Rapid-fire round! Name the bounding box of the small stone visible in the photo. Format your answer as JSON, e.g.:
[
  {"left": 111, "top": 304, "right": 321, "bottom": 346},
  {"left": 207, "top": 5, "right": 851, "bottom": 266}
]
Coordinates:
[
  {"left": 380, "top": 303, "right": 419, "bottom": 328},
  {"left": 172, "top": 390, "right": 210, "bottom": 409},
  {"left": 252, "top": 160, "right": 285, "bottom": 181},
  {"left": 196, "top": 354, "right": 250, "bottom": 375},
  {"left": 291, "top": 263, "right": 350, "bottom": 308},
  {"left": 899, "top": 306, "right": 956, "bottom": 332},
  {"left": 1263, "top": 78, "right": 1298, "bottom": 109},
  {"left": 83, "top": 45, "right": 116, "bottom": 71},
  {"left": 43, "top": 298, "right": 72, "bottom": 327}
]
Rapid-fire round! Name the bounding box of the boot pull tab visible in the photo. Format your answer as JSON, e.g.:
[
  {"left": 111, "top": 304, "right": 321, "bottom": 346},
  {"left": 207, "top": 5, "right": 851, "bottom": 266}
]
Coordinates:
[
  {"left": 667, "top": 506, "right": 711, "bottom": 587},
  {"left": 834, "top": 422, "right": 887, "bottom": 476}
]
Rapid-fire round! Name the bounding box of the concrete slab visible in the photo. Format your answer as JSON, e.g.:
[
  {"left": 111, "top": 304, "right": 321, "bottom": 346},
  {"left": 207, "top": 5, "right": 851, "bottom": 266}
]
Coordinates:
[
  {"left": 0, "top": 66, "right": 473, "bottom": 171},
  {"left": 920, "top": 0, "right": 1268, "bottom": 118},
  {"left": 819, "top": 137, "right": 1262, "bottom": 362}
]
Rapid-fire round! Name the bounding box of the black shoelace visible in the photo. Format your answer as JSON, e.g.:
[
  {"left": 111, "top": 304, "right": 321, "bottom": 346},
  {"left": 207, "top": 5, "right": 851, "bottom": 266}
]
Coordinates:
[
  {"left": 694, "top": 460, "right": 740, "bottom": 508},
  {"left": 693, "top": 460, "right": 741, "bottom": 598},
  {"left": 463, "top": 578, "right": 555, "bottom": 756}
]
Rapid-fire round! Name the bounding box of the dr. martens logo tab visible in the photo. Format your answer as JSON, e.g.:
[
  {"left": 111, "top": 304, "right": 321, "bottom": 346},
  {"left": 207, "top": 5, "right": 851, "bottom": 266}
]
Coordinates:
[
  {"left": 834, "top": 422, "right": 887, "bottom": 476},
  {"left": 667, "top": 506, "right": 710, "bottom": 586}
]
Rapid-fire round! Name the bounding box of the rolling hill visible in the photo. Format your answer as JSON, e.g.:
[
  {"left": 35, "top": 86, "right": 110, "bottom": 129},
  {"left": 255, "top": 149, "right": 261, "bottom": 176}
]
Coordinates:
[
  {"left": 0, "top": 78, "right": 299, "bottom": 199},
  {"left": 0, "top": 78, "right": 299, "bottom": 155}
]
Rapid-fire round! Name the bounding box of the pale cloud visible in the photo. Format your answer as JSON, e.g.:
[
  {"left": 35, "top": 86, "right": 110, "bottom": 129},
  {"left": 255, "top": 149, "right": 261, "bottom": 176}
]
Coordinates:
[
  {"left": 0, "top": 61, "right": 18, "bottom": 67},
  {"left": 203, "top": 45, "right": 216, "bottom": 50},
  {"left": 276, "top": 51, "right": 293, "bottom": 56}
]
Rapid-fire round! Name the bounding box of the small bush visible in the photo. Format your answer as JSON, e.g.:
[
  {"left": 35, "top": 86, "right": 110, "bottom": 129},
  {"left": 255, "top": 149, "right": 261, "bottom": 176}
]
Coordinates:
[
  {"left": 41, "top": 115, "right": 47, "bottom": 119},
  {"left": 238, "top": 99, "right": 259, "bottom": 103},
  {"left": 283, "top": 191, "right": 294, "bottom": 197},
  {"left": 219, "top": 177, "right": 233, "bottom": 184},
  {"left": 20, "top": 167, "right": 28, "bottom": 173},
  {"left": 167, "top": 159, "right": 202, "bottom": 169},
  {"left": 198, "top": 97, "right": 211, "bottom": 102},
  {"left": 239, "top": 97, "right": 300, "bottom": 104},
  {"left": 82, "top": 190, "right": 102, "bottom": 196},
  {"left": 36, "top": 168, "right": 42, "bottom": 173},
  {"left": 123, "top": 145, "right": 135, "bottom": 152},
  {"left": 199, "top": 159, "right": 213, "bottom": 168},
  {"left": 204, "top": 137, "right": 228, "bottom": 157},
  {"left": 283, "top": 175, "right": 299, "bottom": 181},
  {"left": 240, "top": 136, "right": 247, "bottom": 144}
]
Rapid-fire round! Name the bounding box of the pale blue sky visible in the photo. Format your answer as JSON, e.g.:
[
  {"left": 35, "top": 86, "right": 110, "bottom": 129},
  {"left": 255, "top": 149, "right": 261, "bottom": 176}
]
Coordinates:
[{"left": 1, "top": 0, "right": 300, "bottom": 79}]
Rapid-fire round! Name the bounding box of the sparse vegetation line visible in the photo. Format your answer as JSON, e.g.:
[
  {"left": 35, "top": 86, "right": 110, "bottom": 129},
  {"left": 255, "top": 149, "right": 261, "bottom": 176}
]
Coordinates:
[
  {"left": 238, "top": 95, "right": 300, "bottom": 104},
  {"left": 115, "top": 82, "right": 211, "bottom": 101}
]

▶ **DIRECTIONS FOR THIS TASK**: Go through the listing above and copy each line where the string "JSON" appears.

▶ **TASK RESULT**:
Rapid-fire round! Name the bounding box of the small stone visible in the photo. Format your answer as JSON, e.g.:
Rapid-fire round! Name the bounding box of the boot pull tab visible in the photo. Format your answer as JSON, e.g.:
Rapid-fire round! Name the bounding box of the concrete slab visible in the photo. Format your answer as JSON, e.g.:
Rapid-fire round! Name the bounding box of the black shoelace visible in the photo. Format your answer as JSON, e.g.:
Rapid-fire round! Name the bounding box of the dr. martens logo tab visible in the photo. Format your answer as JSON, e.g.:
Rapid-fire round! Name the bounding box of the rolling hill visible in the photo. Format your answer as JSON, e.g.:
Rapid-fire round! Name the bounding box of the pale cloud visible in the photo. Format your answer as JSON, e.g.:
Rapid-fire round! Name the bounding box of the small bush visible in the photo. Format your answer as JSON, e.g.:
Rapid-fire round! Name the bounding box of the pale blue sky visible in the photo. Format your answer as JSON, e.g.:
Rapid-fire round! Name the bounding box of the sparse vegetation line visible in the photo. Format your answer as JSON, e.g.:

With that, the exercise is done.